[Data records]
********************

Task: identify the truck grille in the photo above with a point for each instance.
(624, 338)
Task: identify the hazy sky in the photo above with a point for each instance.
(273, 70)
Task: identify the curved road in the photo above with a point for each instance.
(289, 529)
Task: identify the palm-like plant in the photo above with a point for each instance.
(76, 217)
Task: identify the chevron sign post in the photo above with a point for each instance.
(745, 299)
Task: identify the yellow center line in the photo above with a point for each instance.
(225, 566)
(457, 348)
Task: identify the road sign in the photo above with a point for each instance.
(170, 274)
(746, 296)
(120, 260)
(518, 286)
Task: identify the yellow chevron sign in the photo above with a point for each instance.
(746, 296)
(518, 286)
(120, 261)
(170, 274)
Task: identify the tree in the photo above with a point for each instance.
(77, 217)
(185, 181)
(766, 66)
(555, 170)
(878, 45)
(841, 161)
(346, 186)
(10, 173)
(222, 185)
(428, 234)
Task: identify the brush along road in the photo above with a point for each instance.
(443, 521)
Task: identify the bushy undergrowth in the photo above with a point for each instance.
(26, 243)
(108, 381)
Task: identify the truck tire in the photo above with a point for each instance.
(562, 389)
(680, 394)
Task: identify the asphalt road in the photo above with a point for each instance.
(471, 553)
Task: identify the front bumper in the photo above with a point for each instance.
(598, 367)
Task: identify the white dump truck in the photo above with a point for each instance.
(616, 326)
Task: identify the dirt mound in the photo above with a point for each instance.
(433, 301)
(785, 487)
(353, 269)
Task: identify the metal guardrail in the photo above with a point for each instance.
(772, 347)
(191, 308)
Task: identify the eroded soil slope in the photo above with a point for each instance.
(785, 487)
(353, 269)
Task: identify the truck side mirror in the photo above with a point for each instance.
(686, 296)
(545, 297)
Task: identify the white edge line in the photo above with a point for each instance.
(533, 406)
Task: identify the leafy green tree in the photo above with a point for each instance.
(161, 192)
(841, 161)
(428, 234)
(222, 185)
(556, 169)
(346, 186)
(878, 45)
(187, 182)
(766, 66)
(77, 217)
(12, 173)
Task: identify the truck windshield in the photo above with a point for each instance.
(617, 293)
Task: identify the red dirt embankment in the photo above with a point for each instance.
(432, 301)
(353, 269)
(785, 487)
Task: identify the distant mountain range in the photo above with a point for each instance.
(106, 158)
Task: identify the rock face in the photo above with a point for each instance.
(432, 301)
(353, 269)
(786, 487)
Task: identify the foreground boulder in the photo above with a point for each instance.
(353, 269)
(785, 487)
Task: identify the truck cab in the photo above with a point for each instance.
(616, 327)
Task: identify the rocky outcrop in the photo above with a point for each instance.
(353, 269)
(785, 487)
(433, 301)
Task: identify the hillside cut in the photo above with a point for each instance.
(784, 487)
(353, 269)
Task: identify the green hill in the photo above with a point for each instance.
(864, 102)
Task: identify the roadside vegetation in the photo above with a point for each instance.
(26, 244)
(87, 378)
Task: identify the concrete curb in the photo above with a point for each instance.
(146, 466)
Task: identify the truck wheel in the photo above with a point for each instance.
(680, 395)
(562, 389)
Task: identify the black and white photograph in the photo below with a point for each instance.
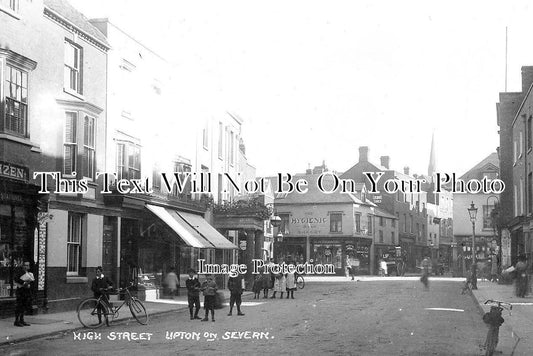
(266, 177)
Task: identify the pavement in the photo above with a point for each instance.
(516, 334)
(47, 324)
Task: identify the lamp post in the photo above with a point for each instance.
(276, 222)
(472, 211)
(494, 215)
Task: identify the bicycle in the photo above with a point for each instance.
(93, 312)
(494, 320)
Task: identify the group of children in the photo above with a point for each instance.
(262, 282)
(277, 282)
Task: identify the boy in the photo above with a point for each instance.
(193, 293)
(209, 287)
(100, 286)
(235, 287)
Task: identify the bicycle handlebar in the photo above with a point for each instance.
(505, 305)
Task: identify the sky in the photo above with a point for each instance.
(314, 80)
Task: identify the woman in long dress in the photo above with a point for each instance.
(291, 284)
(280, 285)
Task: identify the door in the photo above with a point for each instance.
(109, 248)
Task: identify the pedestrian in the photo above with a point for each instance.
(266, 281)
(425, 265)
(193, 293)
(280, 284)
(23, 281)
(494, 268)
(521, 277)
(383, 268)
(235, 288)
(257, 287)
(100, 287)
(209, 288)
(290, 283)
(172, 282)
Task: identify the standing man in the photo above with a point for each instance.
(172, 282)
(521, 277)
(193, 293)
(235, 287)
(425, 265)
(23, 281)
(100, 286)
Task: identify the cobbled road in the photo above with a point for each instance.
(385, 317)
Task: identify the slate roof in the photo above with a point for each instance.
(490, 163)
(69, 13)
(315, 195)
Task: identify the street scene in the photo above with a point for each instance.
(266, 177)
(395, 317)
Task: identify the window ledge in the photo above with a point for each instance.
(74, 94)
(77, 280)
(25, 141)
(10, 12)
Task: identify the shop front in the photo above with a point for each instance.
(19, 235)
(324, 250)
(166, 239)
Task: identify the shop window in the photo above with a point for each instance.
(73, 67)
(358, 222)
(10, 5)
(89, 132)
(220, 140)
(79, 132)
(74, 241)
(487, 221)
(16, 101)
(335, 222)
(205, 137)
(70, 146)
(284, 227)
(13, 233)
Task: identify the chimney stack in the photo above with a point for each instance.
(527, 78)
(385, 161)
(363, 154)
(308, 171)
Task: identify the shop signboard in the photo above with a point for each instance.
(13, 171)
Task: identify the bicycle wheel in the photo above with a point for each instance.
(138, 311)
(92, 313)
(300, 282)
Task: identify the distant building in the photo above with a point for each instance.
(408, 208)
(515, 121)
(337, 228)
(486, 234)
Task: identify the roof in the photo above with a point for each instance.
(69, 13)
(383, 213)
(490, 163)
(315, 195)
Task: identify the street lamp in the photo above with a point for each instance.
(494, 217)
(472, 211)
(276, 222)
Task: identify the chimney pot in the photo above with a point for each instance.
(363, 154)
(385, 161)
(527, 78)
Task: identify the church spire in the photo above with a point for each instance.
(432, 167)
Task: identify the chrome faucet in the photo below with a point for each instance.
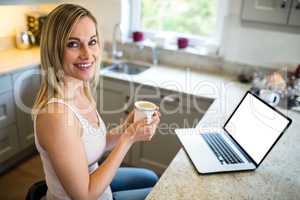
(154, 55)
(115, 53)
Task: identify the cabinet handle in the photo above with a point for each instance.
(169, 99)
(283, 4)
(297, 7)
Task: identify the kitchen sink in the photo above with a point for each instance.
(127, 68)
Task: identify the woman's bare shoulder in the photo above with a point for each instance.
(55, 121)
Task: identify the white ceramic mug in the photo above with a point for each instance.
(144, 109)
(269, 96)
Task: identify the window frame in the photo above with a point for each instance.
(195, 40)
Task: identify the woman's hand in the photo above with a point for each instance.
(129, 120)
(141, 131)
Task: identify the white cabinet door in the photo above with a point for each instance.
(26, 85)
(8, 142)
(178, 111)
(112, 103)
(268, 11)
(294, 18)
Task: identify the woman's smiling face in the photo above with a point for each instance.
(82, 50)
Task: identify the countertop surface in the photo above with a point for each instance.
(277, 177)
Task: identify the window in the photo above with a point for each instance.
(198, 20)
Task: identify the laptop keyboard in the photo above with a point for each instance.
(221, 149)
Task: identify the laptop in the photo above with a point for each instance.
(247, 137)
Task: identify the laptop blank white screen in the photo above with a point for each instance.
(255, 126)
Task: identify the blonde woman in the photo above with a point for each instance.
(69, 133)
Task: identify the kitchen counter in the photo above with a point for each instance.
(276, 178)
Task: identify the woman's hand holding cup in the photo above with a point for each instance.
(144, 127)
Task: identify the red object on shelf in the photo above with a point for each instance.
(297, 72)
(182, 42)
(138, 36)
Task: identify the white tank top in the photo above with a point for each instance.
(94, 140)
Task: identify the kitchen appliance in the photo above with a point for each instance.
(24, 39)
(35, 21)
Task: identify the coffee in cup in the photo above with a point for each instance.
(269, 96)
(144, 109)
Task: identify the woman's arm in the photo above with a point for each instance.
(66, 151)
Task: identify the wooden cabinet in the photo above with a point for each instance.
(26, 86)
(282, 12)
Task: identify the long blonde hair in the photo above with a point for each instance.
(54, 37)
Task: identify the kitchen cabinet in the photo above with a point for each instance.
(112, 103)
(282, 12)
(26, 86)
(8, 131)
(112, 97)
(8, 142)
(177, 111)
(294, 18)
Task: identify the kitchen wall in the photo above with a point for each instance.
(241, 44)
(254, 46)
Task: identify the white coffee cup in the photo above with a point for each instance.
(144, 109)
(269, 96)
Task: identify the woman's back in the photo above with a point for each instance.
(93, 140)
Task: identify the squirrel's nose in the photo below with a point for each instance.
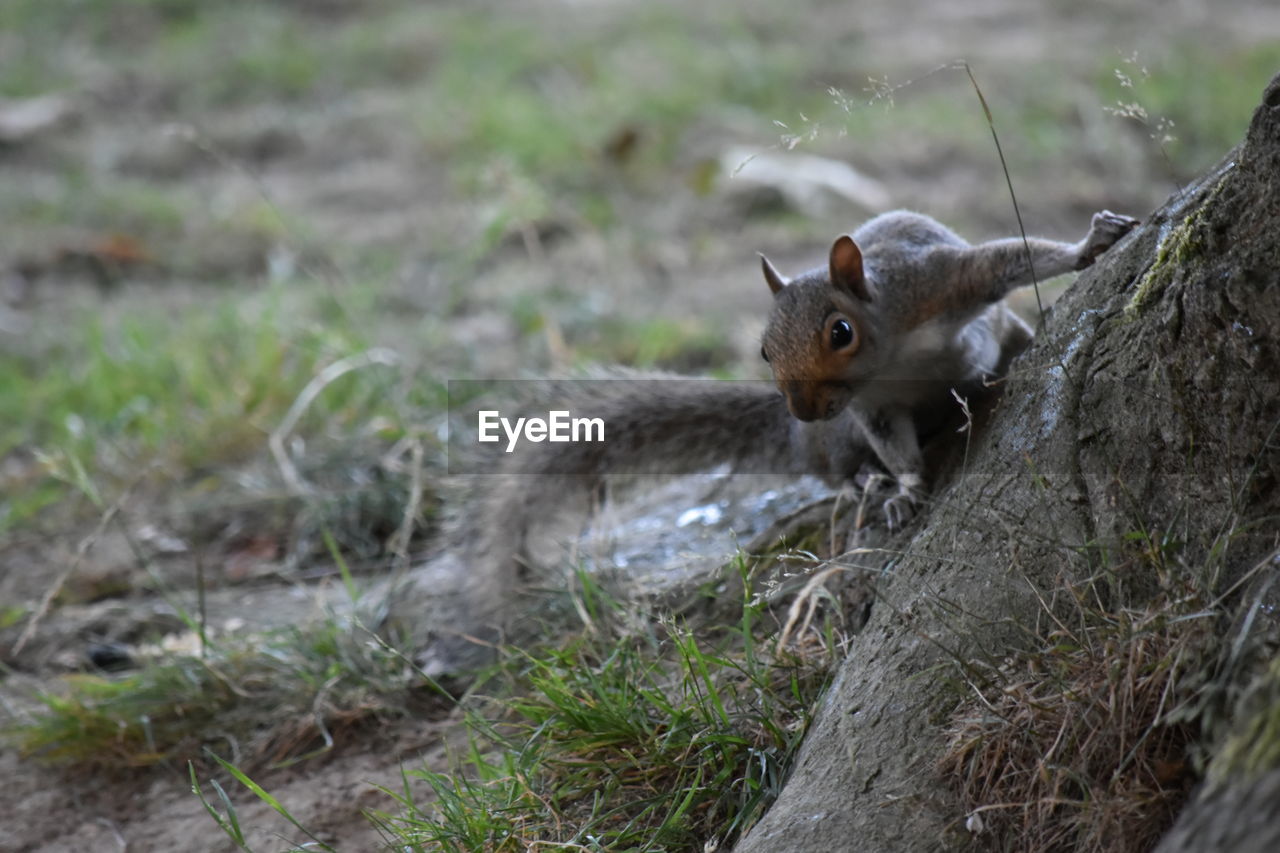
(799, 404)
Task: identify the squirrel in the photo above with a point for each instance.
(864, 351)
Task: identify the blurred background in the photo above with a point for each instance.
(214, 211)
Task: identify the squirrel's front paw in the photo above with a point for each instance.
(899, 510)
(1105, 231)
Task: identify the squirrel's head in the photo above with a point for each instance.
(817, 329)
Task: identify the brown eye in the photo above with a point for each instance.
(841, 334)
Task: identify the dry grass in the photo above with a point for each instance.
(1070, 746)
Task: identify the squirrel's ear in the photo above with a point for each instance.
(776, 279)
(846, 268)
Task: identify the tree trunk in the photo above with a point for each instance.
(1146, 411)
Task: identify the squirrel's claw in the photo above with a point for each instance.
(899, 510)
(1105, 231)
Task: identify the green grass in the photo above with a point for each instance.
(650, 742)
(274, 698)
(1206, 95)
(192, 388)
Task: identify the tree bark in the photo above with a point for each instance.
(1150, 402)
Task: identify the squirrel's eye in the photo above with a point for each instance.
(841, 334)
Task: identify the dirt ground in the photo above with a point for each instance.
(344, 165)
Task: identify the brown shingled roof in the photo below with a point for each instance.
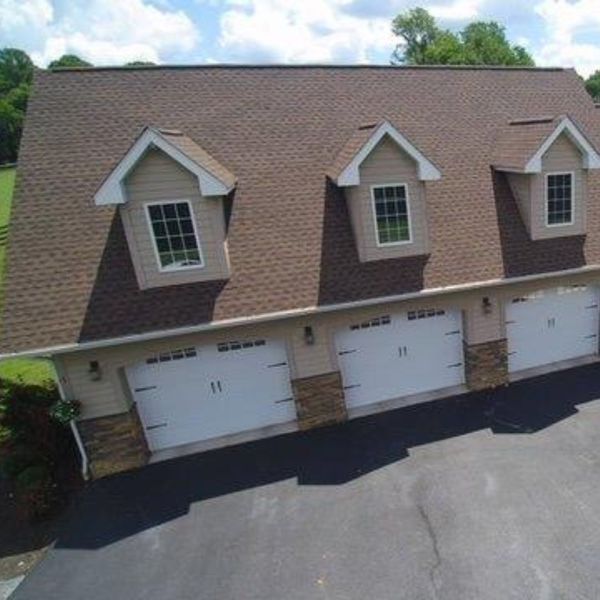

********************

*Problem requirements*
Nothing but the lines from the one holding "Task: identify the squirrel's claw" through the last line of the entries should be written out, exactly and inclusively, minus the pictures.

*Response to the exercise*
Task: identify the squirrel's claw in the photo above with a point for each instance.
(899, 510)
(1105, 231)
Task: identify the green grass in the photo above with a point for each instance.
(650, 742)
(274, 698)
(1206, 95)
(192, 388)
Task: identify the tree bark in the photo above with a point for each instance.
(1150, 402)
Task: identify the squirrel's eye in the photo above with a point for each instance.
(841, 334)
Task: identify the dirt ground in the photo above with a point for each instance.
(344, 165)
Task: identify the brown shingled roof in the photo below with a point for each instance.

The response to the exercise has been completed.